— Page extract —

I am creating fluctuation diagrams in ggplot2 using geom_tile
, and would like to add a legend for size. I am at a loss as to how to do so. Here is a MWE:
library(dplyr)
library(ggplot2)
# create data frame of total number of passengers in each Sex-Age group
df <- data.frame(Titanic) %>% group_by(Sex, Age) %>%
summarise (freq = sum(Freq))
# calculate the lengths of the sides of the tiles so the largest has
# area = 1 and the others are smaller proportional to frequency
df$tileside <- sqrt(df$freq / max(df$freq))
df
## Source: local data frame [4 x 4]
## Groups: Sex [?]
##
## Sex Age freq tileside
## (fctr) (fctr) (dbl) (dbl)

— Dataset records —
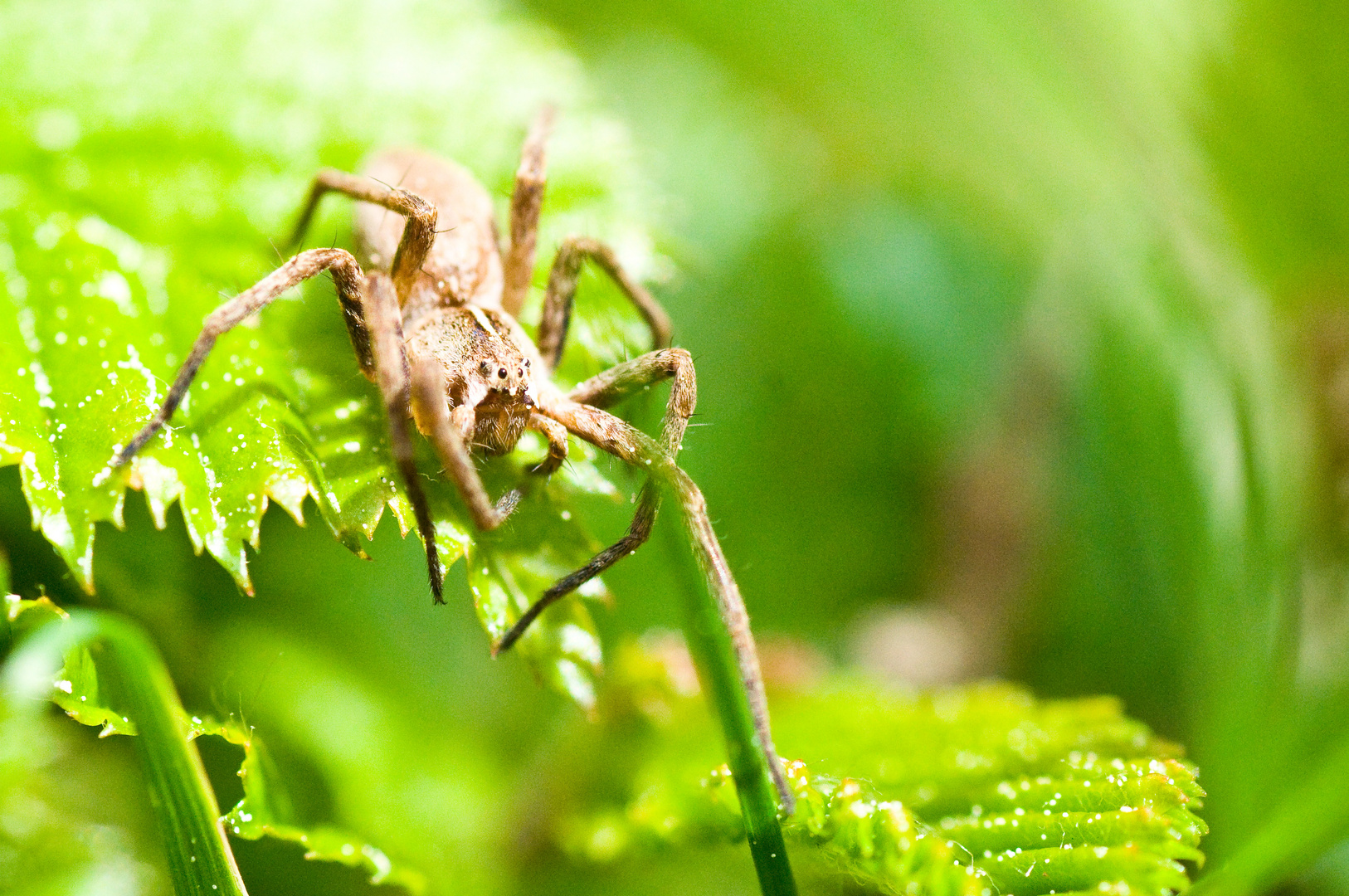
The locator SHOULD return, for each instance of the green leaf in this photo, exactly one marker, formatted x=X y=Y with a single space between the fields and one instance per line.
x=977 y=790
x=118 y=238
x=200 y=859
x=178 y=783
x=266 y=811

— Exercise directions —
Could you reproduce the whole ggplot2 post, word for word? Work from the ggplot2 post alone.

— Answer to this task —
I am creating fluctuation diagrams in ggplot2 using geom_tile
, and would like to add a legend for size. I am at a loss as to how to do so. Here is a MWE:
library(dplyr)
library(ggplot2)
# create data frame of total number of passengers in each Sex-Age group
df <- data.frame(Titanic) %>% group_by(Sex, Age) %>%
summarise (freq = sum(Freq))
# calculate the lengths of the sides of the tiles so the largest has
# area = 1 and the others are smaller proportional to frequency
df$tileside <- sqrt(df$freq / max(df$freq))
df
## Source: local data frame [4 x 4]
## Groups: Sex [?]
##
## Sex Age freq tileside
## (fctr) (fctr) (dbl) (dbl)